* Exercises:
- A) According to the article on the Stuxnet leak inquiry, in what year was the computer virus first discovered?
- B) From the article on the Stuxnet leak inquiry, reproduce the passage that starts at the words "The Justice Department did" and ends after the words "the alleged crime.".

* Document text:
* * *

Israel’s role in the cyber-sabotage of Iran’s nuclear weapons development could hinder a leaks prosecution.
On Wednesday, the Washington Post reported that the inquiry by the US government into whether James Cartwright, a retired general in the US Marines, leaked the information about the Stuxnet virus to The New York Times was stalled, among other reasons, over fears that moving forward would expose Israeli secrets.
The computer virus, first discovered in 2010, sabotaged uranium-enriching centrifuges. It has been widely attributed to the United States and Israel, working in tandem, but neither country has acknowledged responsibility.
If the US decides to move forward with the case despite Israeli concerns, it may worsen already frayed relations between the country, particularly in light of Prime Minister Benjamin Netanyahu’s controversial address to Congress earlier this month, in which he warned of a ‘bad’ agreement taking shape between the US and other Western powers and Iran regarding its nuclear program.
US officials also fear revelations in the case may complicate the negotiations.
The Justice Department did not make clear whether it plans to proceed with the case against Cartwright, who helped designed the cyber-campaign against Iran under President George H.W. Bush’s administration.
“There’s a fundamental tension in cases like this between the needs of a criminal prosecution and the needs of national security,” Jason Weinstein, a former deputy assistant attorney general in charge of the Justice Department’s Criminal Division, told the Washington Post.
“Where that comes to a head is when prosecutors want to use evidence in a courtroom that is highly classified and very sensitive.”
Under the Espionage Act, prosecutors may file charges against Cartwright within ten years from the date of the alleged crime.

* * *

* Material shown:
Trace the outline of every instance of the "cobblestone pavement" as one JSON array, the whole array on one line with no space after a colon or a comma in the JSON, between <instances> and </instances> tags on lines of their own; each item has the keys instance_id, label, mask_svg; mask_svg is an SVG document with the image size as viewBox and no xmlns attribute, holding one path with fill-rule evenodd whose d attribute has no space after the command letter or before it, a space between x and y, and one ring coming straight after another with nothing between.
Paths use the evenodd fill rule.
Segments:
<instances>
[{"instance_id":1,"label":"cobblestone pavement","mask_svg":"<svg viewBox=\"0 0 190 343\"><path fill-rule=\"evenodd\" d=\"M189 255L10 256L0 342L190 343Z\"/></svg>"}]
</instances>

* * *

* Written answers:
- A) 2010

- B)
The Justice Department did not make clear whether it plans to proceed with the case against Cartwright, who helped designed the cyber-campaign against Iran under President George H.W. Bush’s administration.
“There’s a fundamental tension in cases like this between the needs of a criminal prosecution and the needs of national security,” Jason Weinstein, a former deputy assistant attorney general in charge of the Justice Department’s Criminal Division, told the Washington Post.
“Where that comes to a head is when prosecutors want to use evidence in a courtroom that is highly classified and very sensitive.”
Under the Espionage Act, prosecutors may file charges against Cartwright within ten years from the date of the alleged crime.